#### [Auszug]
Zur Cooperhead auch nach den ganzen Updates lief sie nicht rund.

Zur Lachesis ich habe sie probegespielt bei nem Verwannten.
Ut3 war der Horror mit 4000dpi-3000dpi präzise zu schießen is nicht möglich.
BF2142 mit 3000 dpi lässt sich kein Heli gut steuern. 
Wenn ich über all schon runterregeln muss kann ich mir sowas sparen und bei einer 2000 Dpi Maus bleiben.
Und das is halt meine Meinung dazu und zu "unwissen" sag ich nur Vorurteile kann jeder haben, aber mich als Depperle hinstellen brauchst du net.


----------



## Stomper (23. November 2008)

JonnyB1989 schrieb:


> Zur Lachesis ich habe sie probegespielt bei nem Verwannten.
> Ut3 war der Horror mit 4000dpi-3000dpi präzise zu schießen is nicht möglich.
> BF2142 mit 3000 dpi lässt sich kein Heli gut steuern.
> Wenn ich über all schon runterregeln muss kann ich mir sowas sparen und bei einer 2000 Dpi Maus bleiben.
> Und das is halt meine Meinung dazu und zu "unwissen" sag ich nur Vorurteile kann jeder haben, aber mich als Depperle hinstellen brauchst du net.



muss ich nach dieser Aussage aber schonwieder !
ich spiel UT3 mit 4000 dpi (lol wie jedes Spiel) und es ist perfekt möglich  
natürlich bin ich extremer high Senser was ein gutes Stück dazu gibt... ABER!!! 4000 Dpi und alles auf dich z.b. angepasst ist um einiges Präziser als 2000 Dpi... da die Abtastrate das Doppelte beträgt und Somit Pixelüberspringer vermindert werden (bestest beispiel... Snipern)

Ich bleibe bei der Meinung mehr Dpi = Präziser... die geschwindigkeit/sensitivity lässt sich anpassen... bleib dabei was auch immer du willst aber würdest du die sensitivity mal auf dich anpassen  könntest du auch den direkt vergleich spüren!

#### [Auszüge aus Daten]
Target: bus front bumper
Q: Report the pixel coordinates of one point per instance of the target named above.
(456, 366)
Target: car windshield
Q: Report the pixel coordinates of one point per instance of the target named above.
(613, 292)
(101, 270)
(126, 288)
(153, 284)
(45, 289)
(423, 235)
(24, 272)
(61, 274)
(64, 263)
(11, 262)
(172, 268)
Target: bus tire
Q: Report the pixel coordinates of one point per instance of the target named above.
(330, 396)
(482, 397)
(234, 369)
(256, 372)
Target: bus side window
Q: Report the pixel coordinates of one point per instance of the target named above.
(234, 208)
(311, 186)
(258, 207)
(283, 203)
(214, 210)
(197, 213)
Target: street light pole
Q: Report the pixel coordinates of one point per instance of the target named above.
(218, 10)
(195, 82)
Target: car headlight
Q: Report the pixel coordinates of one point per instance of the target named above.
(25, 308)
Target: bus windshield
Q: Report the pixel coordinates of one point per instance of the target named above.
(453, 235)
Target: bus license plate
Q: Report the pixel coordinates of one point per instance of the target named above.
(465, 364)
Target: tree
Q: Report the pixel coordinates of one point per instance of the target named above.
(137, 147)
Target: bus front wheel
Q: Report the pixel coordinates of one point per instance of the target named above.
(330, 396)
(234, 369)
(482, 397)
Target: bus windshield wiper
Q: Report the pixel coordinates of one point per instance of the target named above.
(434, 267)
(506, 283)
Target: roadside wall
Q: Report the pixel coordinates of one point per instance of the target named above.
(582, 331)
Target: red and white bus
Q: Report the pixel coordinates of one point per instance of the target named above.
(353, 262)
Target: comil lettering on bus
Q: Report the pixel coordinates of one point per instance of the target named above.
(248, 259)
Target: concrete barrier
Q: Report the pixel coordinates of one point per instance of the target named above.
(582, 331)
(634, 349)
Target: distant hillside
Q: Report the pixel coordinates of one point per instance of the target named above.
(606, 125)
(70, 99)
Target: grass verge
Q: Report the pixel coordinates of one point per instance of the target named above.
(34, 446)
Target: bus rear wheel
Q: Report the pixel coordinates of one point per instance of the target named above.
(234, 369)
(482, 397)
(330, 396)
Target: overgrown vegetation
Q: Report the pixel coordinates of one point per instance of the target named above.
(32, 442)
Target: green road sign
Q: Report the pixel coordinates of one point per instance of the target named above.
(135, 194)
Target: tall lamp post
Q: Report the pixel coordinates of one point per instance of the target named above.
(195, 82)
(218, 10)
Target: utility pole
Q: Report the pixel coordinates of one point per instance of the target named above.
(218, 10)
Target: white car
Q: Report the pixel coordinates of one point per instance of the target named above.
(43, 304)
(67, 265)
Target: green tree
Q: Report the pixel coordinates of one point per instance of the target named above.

#### [Zu erledigende Aufgaben]
1) Mit wie viel dpi spielt Stomper laut dem Forenthread über Maus-DPI UT3?
2) Schreib aus dem Forenthread über Maus-DPI den Abschnitt ab, der bei den Worten „ich spiel UT3“ anfängt und nach „(bestest beispiel... Snipern)“ endet.
3) Führe den Forenthread über Maus-DPI im Anschluss an seinen letzten Satz weiter.

#### [Lösungen]
1) Mit 4000 dpi.

2)
ich spiel UT3 mit 4000 dpi (lol wie jedes Spiel) und es ist perfekt möglich  
natürlich bin ich extremer high Senser was ein gutes Stück dazu gibt... ABER!!! 4000 Dpi und alles auf dich z.b. angepasst ist um einiges Präziser als 2000 Dpi... da die Abtastrate das Doppelte beträgt und Somit Pixelüberspringer vermindert werden (bestest beispiel... Snipern)

3)
was eine dämliche(sry das ich es so sagen muss) einstellung/glaube ist es das die Dpi gleich die Geschwindigkeit sein muss? denk erstmal drüber nach und Informier dich über das worüber du diskutieren willst! es ist und bleibt Unwissenheit!

lg Stomper


----------



## _Snaker_ (23. November 2008)

roccat kone, beste wo gibts. die rammt diese uralt mäuse ala mx518 in den boden 
schau dir auf der hompage von raccat mal an was die so kann, dann wirst du dich sehr schnell für sie entscheiden


----------



## Stomper (23. November 2008)

witzigerweise regen  sich viele über die Kone auf... soll nich so prall verarbeitet sein... ob das stimmt... kp...


----------



## B4umkuch3n (23. November 2008)

Stomper schrieb:


> witzigerweise regen  sich viele über die Kone auf... soll nich so prall verarbeitet sein... ob das stimmt... kp...


das ist deine hochgelobetz lachesis bzw die meistemn razermäuse aber auch net


----------



## Stomper (23. November 2008)

ohhh doch die Lachesis ist sehr sehr gut verarbeitet  das kann ich zu 100% sagen! 
die Copperhead soll ab und zu spinnen davon weiß ich...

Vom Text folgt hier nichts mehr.